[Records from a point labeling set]
---+---
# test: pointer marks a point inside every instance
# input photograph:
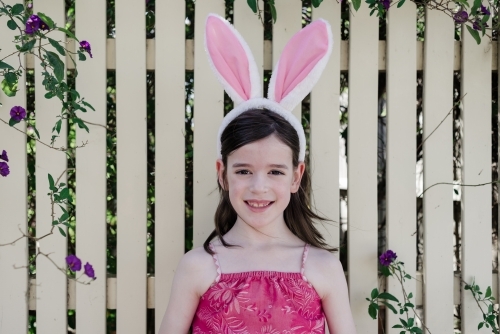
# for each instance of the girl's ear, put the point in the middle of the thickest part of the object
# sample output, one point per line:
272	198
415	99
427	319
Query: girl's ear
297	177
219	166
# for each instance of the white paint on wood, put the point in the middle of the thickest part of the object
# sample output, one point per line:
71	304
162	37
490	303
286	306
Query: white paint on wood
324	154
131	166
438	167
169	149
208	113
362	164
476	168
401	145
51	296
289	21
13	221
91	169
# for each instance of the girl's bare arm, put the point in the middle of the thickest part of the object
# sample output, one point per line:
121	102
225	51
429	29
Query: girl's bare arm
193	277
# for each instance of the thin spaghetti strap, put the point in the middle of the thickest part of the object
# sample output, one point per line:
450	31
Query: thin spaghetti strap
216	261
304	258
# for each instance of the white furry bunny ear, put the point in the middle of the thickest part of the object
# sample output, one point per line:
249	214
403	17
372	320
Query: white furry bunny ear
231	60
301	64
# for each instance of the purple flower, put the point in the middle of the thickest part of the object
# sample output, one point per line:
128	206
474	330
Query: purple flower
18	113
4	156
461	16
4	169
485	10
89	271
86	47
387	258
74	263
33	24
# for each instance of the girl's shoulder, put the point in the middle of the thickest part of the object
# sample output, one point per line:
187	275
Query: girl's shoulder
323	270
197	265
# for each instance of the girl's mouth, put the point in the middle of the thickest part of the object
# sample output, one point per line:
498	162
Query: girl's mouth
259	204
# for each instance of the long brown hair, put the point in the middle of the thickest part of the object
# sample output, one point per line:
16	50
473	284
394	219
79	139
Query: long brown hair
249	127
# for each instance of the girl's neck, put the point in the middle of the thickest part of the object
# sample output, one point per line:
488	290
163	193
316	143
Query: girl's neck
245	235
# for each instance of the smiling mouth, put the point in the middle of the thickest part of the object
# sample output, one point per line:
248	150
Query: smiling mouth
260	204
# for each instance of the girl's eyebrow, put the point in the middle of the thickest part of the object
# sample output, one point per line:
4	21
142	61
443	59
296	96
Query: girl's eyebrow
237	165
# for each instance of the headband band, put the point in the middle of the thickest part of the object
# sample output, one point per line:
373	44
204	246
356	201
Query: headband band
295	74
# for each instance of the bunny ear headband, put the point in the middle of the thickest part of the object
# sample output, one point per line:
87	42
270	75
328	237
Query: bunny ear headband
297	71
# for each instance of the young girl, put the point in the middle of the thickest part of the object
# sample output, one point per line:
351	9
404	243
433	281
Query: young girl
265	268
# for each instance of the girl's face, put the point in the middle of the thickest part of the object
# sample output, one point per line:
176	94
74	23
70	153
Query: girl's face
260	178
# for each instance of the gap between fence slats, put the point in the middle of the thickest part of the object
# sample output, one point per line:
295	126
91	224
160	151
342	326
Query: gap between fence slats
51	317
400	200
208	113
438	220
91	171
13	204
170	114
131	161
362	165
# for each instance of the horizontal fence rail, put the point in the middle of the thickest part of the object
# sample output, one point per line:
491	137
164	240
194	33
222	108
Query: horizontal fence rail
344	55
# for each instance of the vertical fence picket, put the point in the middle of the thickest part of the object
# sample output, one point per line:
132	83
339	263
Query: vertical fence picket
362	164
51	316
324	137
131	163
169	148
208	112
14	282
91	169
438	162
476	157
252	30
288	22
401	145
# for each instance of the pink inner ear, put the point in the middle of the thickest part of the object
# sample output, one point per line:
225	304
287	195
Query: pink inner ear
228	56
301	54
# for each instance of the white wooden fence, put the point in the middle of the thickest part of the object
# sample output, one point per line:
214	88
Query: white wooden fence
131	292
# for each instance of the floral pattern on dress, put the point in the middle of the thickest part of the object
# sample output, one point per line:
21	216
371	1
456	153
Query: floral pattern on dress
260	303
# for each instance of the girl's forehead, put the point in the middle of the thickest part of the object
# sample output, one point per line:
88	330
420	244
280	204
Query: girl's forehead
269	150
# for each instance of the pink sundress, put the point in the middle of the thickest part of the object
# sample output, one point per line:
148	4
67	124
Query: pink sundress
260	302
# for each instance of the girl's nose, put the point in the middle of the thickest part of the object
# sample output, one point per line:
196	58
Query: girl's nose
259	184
---+---
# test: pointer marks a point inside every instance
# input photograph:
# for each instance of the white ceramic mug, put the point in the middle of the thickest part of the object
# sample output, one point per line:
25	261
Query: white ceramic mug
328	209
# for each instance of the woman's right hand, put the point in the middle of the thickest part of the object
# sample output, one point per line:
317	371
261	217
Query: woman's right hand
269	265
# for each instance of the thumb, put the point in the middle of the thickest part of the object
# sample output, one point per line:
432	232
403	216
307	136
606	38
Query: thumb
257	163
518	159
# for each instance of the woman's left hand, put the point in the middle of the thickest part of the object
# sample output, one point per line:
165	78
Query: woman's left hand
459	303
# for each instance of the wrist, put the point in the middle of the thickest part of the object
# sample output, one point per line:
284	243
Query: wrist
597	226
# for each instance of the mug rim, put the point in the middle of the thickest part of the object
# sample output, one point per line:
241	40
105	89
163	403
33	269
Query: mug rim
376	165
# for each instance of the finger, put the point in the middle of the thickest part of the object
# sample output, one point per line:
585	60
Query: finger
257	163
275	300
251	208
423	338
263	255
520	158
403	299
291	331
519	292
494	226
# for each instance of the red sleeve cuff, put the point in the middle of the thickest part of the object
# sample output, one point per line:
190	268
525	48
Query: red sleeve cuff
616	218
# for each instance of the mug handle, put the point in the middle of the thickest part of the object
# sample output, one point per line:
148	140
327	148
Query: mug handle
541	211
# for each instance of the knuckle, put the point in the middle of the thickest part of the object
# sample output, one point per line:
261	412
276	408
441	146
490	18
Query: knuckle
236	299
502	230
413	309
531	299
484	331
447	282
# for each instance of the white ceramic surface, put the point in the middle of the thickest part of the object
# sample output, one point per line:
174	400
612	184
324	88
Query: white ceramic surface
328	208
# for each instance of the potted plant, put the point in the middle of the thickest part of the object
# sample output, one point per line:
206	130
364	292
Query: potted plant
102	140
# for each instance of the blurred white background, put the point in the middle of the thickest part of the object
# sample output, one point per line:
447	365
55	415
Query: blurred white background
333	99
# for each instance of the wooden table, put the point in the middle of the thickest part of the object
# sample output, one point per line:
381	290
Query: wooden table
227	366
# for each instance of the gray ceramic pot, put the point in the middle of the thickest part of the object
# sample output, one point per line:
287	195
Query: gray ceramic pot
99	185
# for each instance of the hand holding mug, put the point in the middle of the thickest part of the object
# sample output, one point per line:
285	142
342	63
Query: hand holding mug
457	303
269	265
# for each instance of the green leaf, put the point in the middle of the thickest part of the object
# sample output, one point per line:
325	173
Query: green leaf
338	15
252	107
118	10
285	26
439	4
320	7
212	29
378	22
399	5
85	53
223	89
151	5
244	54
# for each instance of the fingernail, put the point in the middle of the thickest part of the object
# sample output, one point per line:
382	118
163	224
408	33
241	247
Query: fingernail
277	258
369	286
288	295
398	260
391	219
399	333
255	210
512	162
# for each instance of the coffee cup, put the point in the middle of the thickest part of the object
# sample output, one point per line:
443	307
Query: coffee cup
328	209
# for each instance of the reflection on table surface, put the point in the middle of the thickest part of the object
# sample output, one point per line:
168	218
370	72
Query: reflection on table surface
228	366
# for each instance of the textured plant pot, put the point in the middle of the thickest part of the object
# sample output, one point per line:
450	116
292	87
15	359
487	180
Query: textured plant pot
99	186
---+---
• EXERCISE PROMPT: Pull out each line of the rows above that contains the word "mouth".

• RESPONSE:
# for each instance of the girl's mouth, put the point in the middle of the thickest part of the object
Query: girl's mouth
# for each instance of the smiling mouth, put the point in the middle of the thickest part of the object
Query: smiling mouth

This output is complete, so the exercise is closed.